=== Section Start ===
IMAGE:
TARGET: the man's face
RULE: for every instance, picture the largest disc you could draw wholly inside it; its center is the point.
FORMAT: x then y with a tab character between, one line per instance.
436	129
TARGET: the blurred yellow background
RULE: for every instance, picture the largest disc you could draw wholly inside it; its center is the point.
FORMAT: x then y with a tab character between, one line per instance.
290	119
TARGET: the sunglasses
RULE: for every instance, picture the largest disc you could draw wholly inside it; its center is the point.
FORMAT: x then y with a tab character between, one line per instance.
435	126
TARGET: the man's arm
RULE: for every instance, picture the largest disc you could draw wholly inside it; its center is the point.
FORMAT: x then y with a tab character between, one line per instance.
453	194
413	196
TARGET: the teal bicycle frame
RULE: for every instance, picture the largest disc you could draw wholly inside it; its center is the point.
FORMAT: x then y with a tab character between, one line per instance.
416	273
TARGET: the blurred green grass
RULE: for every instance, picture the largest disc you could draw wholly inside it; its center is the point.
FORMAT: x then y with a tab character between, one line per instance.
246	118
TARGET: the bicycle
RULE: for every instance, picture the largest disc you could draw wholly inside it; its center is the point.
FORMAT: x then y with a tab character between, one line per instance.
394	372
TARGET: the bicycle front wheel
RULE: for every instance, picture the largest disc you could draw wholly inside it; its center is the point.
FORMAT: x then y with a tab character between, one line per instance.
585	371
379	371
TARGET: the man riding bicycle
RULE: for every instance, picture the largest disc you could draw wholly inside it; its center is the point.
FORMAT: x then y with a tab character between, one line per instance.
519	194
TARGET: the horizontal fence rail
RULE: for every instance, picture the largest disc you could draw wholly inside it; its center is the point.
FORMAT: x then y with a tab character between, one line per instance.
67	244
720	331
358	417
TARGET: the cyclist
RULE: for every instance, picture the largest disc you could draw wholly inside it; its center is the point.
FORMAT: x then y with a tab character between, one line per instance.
=== Section End ===
## What you should do:
Among the lines above, find those with the string "TARGET" and copy them.

## Completed task:
TARGET: the man's face
TARGET: the blurred yellow background
TARGET: the sunglasses
TARGET: the man's arm
TARGET: the teal bicycle frame
TARGET: the blurred green grass
TARGET: the bicycle
TARGET: the bicycle front wheel
TARGET: the man riding bicycle
TARGET: the horizontal fence rail
TARGET: the cyclist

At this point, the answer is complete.